_Selected passage_
%%
|Year : 2018 | Volume
| Issue : 1 | Page : 10-14
The Effect of Negative Pressure Applied on Chest Tubes in the Amount of Pleural Effusions in Postcoronary Artery Bypass Grafting Patients
Ali Sadeghpour Tabaie1, Rasoul Azarfarin2, Bahador Baharestani1, Shariar Mali3, Sepehr Sadeghpour Tabaei4
1 Department of Cardiac Surgery, Rajaie Cardiovascular Medical and Research Center, University of Medical Sciences, Tehran, Iran
2 Echocardioghraphy Research Center, Rajaie Cardiovascular Medical and Research Center, University of Medical Sciences, Tehran, Iran
3 Department of Cardiac Surgery, Shahid Sadoughi University of Medical Science, Yazd, Iran
4 Department of Internal Medicine, Shahid Beheshti Medical University, Tehran, Iran
|Date of Web Publication||26-Feb-2018|
Dr. Shariar Mali
Shahid Sadoughi University of Medical Science, Yazd
Source of Support: None, Conflict of Interest: None
Background: Application of negative pressure on chest tubes is one of the most common methods for management of chest tubes drainage after cardio-thoracic surgeries. However, the effect of this measure on long-term outcome of these patients and especially on postoperative pleural effusions is not thoroughly evaluated. For this reason, we designed a clinical randomized trial for the evaluation of the effect of negative pressure application on early and late pleural effusions after coronary artery bypass grafting (CABG) operations. Methods: A total of 440 patients entered in this study and divided into two groups: 220 patients, their chest tubes managed by application of −10–−20 cmH2O negative pressure (negative pressure drainage group) and those who managed conventionally by simple under-water seal method (control group, n = 220). Evaluation for pleural effusion performed by signs and symptoms and chest X-rays at 3rd and 7th postoperative days and for those became symptomatic after 30th day of operation. Results: The occurrence of moderate and massive effusions at 3rd and 7th days after operation was the same in both groups. The most striking difference was in patients' required pleural tap or chest tube insertion, late after surgery due to pleural effusion. This was significantly more common in patients in control group (P < 0.001). Conclusion: Negative pressure application on chest tubes after CABG surgery is a safe and effective method for decreasing the occurrence of late pleural effusion.
%%
_Things to do_
[A] Answer these about the chest tube study:
(i) On what date was it published on the web?
(ii) How were chest tubes managed in the control group?
(iii) What P value is given for the difference in late pleural tap or chest tube insertion?
[B] Pick up the chest tube study after its last sentence and keep writing.
The material that comes next isn't needed.

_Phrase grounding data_
%%
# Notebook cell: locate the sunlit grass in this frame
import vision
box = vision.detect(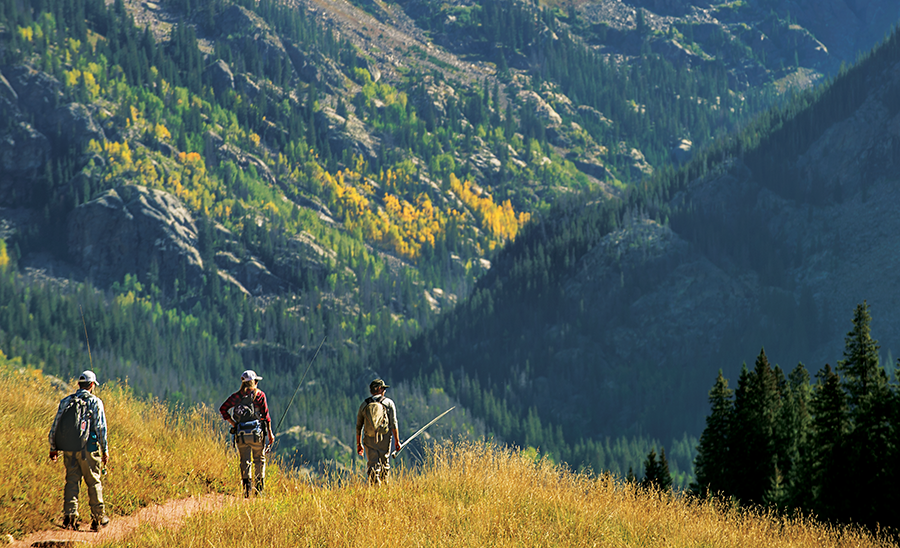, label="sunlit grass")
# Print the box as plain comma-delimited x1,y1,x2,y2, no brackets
0,355,890,548
0,353,240,537
103,443,889,548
%%
_Exercise answers_
[A]
(i) 26-Feb-2018
(ii) Conventionally, by the simple under-water seal method
(iii) P < 0.001

[B]
Keywords: Chest tube, coronary artery bypass grafting, negative pressure, pleural effusion
|How to cite this article:|
Tabaie AS, Azarfarin R, Baharestani B, Mali S, Tabaei SS. The Effect of Negative Pressure Applied on Chest Tubes in the Amount of Pleural Effusions in Postcoronary Artery Bypass Grafting Patients. Res Cardiovasc Med 2018;7:10-4
|How to cite this URL:|
Tabaie AS, Azarfarin R, Baharestani B, Mali S, Tabaei SS. The Effect of Negative Pressure Applied on Chest Tubes in the Amount of Pleural Effusions in Postcoronary Artery Bypass Grafting Patients. Res Cardiovasc Med [serial online] 2018 [cited 2021 May 16];7:10-4. Available from: https://www.rcvmonline.com/text.asp?2018/7/1/10/226161
| Introduction|| |
Accumulation of fluids in pleural space (pleural effusion) is one of the most common complications of open heart surgery, especially after coronary artery bypass grafting (CABG) surgery and in 10%–15% of cases is massive. Rolla et al. noted a 74% incidence of pleural effusion on the second postoperative day in coronary artery bypass graft surgery (CABG) patients in whom the pleural space had been entered, with 48% still present in the 6th postoperative day.
Significant effusion has also been detected by chest ultrasonography in 89% of patients on the 7th day after open heart surgery with a decline to 57% on the 30th postoperative day. The occurrence of moderate and massive pleural effusions causes respiratory symptoms and needs invasive measures as chest tube insertion and/or tap and increases morbidity of these patients. There are some risk factors of post-CABG pleural effusion such as early chest tube removal  and on-pump versus off-pump CABG.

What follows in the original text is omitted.